EXERCISE MATERIAL:
=== Section Start ===
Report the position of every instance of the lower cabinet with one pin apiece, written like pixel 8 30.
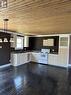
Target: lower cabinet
pixel 20 58
pixel 35 57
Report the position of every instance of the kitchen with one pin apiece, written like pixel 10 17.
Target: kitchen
pixel 49 49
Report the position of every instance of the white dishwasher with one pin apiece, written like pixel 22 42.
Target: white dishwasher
pixel 44 56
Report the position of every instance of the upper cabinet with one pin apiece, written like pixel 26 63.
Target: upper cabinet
pixel 18 42
pixel 26 41
pixel 48 42
pixel 63 42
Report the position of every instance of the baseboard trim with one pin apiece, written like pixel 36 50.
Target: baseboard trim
pixel 3 66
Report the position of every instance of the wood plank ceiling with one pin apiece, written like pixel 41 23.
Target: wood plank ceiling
pixel 38 16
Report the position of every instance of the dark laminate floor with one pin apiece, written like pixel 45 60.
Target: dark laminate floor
pixel 35 79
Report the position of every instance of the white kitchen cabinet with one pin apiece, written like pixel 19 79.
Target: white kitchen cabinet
pixel 60 59
pixel 20 58
pixel 35 56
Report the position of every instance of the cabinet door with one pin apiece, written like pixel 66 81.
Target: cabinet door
pixel 35 57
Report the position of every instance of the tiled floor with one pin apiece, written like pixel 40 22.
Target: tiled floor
pixel 35 79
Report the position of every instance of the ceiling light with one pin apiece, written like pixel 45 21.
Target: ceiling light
pixel 0 40
pixel 5 40
pixel 3 3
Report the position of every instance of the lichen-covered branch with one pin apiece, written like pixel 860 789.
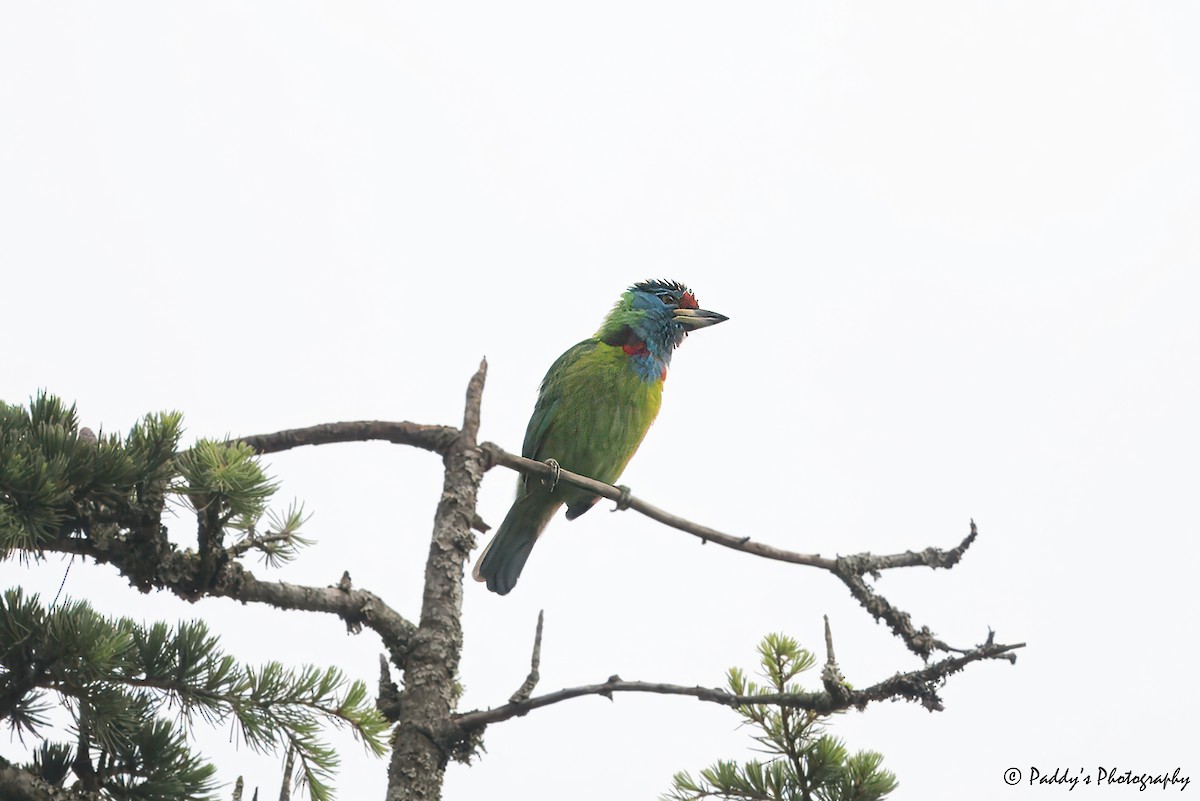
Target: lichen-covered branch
pixel 918 686
pixel 431 672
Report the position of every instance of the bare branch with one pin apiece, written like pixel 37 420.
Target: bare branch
pixel 431 669
pixel 430 438
pixel 917 686
pixel 529 467
pixel 531 681
pixel 831 675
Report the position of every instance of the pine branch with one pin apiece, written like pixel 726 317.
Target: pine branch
pixel 917 686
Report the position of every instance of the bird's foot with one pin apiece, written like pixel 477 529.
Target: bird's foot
pixel 627 498
pixel 557 469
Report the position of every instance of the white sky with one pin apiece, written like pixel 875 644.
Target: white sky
pixel 957 244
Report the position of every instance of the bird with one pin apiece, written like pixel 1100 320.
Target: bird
pixel 593 410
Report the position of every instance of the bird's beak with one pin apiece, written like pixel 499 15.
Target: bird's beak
pixel 697 318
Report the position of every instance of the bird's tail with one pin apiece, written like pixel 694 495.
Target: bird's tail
pixel 502 560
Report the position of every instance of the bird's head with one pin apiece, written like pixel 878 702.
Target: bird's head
pixel 652 318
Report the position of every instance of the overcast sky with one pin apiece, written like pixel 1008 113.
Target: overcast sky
pixel 957 244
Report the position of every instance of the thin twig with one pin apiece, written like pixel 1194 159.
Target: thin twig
pixel 531 681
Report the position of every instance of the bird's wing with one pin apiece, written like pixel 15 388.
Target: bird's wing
pixel 550 397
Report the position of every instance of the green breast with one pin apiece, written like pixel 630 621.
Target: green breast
pixel 592 413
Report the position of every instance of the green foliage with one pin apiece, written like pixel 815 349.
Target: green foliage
pixel 804 764
pixel 58 481
pixel 54 479
pixel 115 676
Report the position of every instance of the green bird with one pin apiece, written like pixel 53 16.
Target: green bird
pixel 594 407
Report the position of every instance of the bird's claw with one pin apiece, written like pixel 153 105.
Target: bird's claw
pixel 627 498
pixel 557 469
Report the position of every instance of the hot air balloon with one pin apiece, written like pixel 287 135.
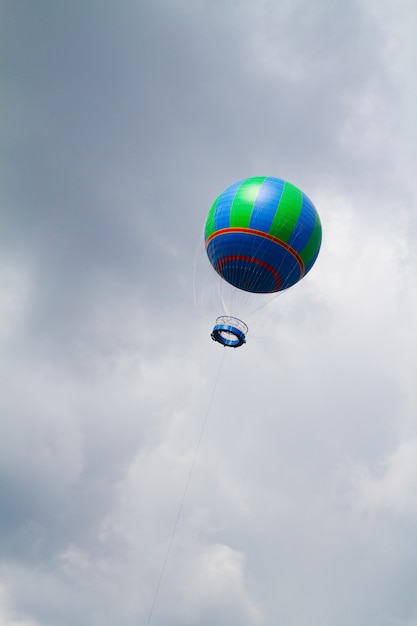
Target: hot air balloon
pixel 262 235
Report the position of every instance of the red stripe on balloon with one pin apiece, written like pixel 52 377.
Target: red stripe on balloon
pixel 250 259
pixel 259 233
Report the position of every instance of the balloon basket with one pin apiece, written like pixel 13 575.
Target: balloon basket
pixel 229 331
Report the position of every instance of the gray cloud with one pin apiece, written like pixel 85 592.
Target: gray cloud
pixel 121 126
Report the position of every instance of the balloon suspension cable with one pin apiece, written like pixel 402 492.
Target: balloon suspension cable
pixel 187 484
pixel 229 331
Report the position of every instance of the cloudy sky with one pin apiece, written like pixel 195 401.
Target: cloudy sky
pixel 122 121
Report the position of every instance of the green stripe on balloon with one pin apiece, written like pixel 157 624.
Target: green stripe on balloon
pixel 310 250
pixel 242 206
pixel 287 213
pixel 210 219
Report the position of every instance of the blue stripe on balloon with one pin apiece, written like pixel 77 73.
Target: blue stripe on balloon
pixel 224 206
pixel 304 226
pixel 266 204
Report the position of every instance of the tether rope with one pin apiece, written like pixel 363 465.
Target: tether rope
pixel 177 519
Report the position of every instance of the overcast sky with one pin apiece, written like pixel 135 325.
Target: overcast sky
pixel 121 123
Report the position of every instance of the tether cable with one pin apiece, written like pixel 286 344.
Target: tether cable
pixel 187 484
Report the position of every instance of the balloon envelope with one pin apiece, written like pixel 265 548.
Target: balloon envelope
pixel 262 234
=== Section End ===
WORK TO BE COMPLETED:
When you retype the listing, keep every line exactly as it is and drop the pictures.

SOLUTION TO THE PROBLEM:
Report the position of every instance of the lower cabinet with one pin apiece, written like pixel 8 30.
Target: lower cabinet
pixel 20 58
pixel 35 57
Report the position of every instance of the kitchen with one pin apiece, written like pixel 10 17.
Target: kitchen
pixel 49 49
Report the position of every instance of the white dishwasher with one pin apiece, written like pixel 22 42.
Target: white dishwasher
pixel 44 56
Report the position of every instance of the upper cabinet with one pin apiece, written like pixel 26 63.
Target: upper cabinet
pixel 18 42
pixel 26 41
pixel 48 42
pixel 63 42
Report the position of every instance of the baseboard trim with one pin apiece, written like pixel 36 50.
Target: baseboard trim
pixel 3 66
Report the position of every instance of the wood plank ceiling with one pin apiece, written like pixel 41 23.
Target: wood plank ceiling
pixel 38 16
Report the position of every instance of the dark laminate floor with one pin apiece, written like pixel 45 60.
Target: dark laminate floor
pixel 35 79
Report the position of every instance of the white kitchen cabinet with one pin apiece, written like pixel 19 79.
Target: white kitchen cabinet
pixel 60 59
pixel 20 58
pixel 35 56
Report the position of every instance of the cabinet door with one pin apiece, written like pixel 66 81.
Target: cabinet door
pixel 35 57
Report the position of every instance of the tiled floor with one pin apiece, written like pixel 40 22.
Target: tiled floor
pixel 35 79
Report the position of every instance of the ceiling light with one pin apiece, written like pixel 45 21.
Target: ceiling light
pixel 0 40
pixel 5 40
pixel 3 3
Report the position of every instance of the lichen-covered branch with one pin apiece, written like pixel 860 789.
Target: lichen-covered branch
pixel 918 686
pixel 431 672
Report the position of every instance of the bare branch with one pin apiece, written like pixel 37 420.
Target: bare branch
pixel 431 669
pixel 430 438
pixel 917 686
pixel 529 467
pixel 531 681
pixel 831 675
Report the position of every instance of the pine branch with one pin apiece, written like pixel 726 317.
Target: pine branch
pixel 917 686
Report the position of every instance of the bird's foot with one pin apiece, written like pixel 477 529.
Target: bird's foot
pixel 627 498
pixel 557 469
Report the position of every instance of the white sky with one pin apiece, written like pixel 875 644.
Target: white sky
pixel 957 244
Report the position of every instance of the bird with one pin apiece, written like pixel 1100 320.
Target: bird
pixel 593 410
Report the position of every instance of the bird's beak with one pin apiece, written like pixel 499 15.
Target: bird's beak
pixel 697 318
Report the position of every instance of the bird's tail with one pin apiece, written like pixel 694 495.
Target: bird's tail
pixel 502 560
Report the position of every instance of the bird's head with one pin apiece, written like pixel 878 702.
Target: bird's head
pixel 652 318
Report the position of every instance of the overcast sky with one pin apiece, written like pixel 1008 113.
Target: overcast sky
pixel 957 244
Report the position of every instance of the thin twig with one pin apiece, written like pixel 1194 159.
Target: thin twig
pixel 531 681
Report the position of every instance of the bird's wing with one pin apiece, written like pixel 15 388.
Target: bird's wing
pixel 550 397
Report the position of every instance of the green breast with one pin apiece, written like pixel 630 621.
Target: green breast
pixel 592 413
Report the position of every instance of the green foliage with one pin apiece, written like pixel 815 349.
Target: green foliage
pixel 804 764
pixel 58 481
pixel 54 479
pixel 115 676
Report the position of every instance of the green bird with one pin apiece, written like pixel 53 16.
Target: green bird
pixel 594 407
Report the position of every instance of the bird's claw with one pin apiece, written like pixel 153 105.
Target: bird's claw
pixel 627 498
pixel 557 469
Report the position of every instance of the hot air balloon with one pin apiece, written like pixel 287 135.
Target: hot air balloon
pixel 262 235
Report the position of every instance of the red stripe on balloon with one pin apiece, written like pixel 52 377.
Target: red stripe on balloon
pixel 250 259
pixel 259 233
Report the position of every instance of the balloon basket with one pin apiece, written like pixel 13 575.
Target: balloon basket
pixel 229 331
Report the position of every instance of the gray cloud with one pin apiece, written like pixel 85 592.
Target: gray cloud
pixel 121 126
Report the position of every instance of the balloon suspension cable with one pin apiece, written like pixel 402 492.
Target: balloon suspension cable
pixel 187 484
pixel 229 331
Report the position of every instance of the cloudy sky with one pin apiece, written like pixel 195 401.
Target: cloudy sky
pixel 122 121
Report the position of every instance of the green stripe on balloon with one pin apiece, written like pixel 157 624.
Target: green stripe on balloon
pixel 310 250
pixel 242 206
pixel 287 213
pixel 210 219
Report the position of every instance of the blue stripe on balloon with one pin apiece, written like pixel 77 73.
Target: blue stripe on balloon
pixel 224 206
pixel 304 226
pixel 266 204
Report the position of every instance of the tether rope with one pin apiece, written like pixel 363 465.
Target: tether rope
pixel 177 519
Report the position of every instance of the overcast sky with one pin apiece, written like pixel 135 325.
Target: overcast sky
pixel 121 123
Report the position of every instance of the tether cable with one pin apiece, written like pixel 286 344.
Target: tether cable
pixel 187 484
Report the position of every instance of the balloon envelope with one pin apiece, written like pixel 265 548.
Target: balloon envelope
pixel 262 234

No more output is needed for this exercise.